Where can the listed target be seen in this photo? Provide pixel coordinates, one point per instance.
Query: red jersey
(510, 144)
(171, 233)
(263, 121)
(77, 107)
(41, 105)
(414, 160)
----------
Task statement | Reproduce the entries with "pixel coordinates" switched to "point locations" and everything else left unchanged.

Written answer |
Where can the listed target be seen in this photo? Provide point locations, one point per instance.
Query: red jersey
(510, 144)
(171, 233)
(263, 121)
(77, 107)
(41, 105)
(414, 160)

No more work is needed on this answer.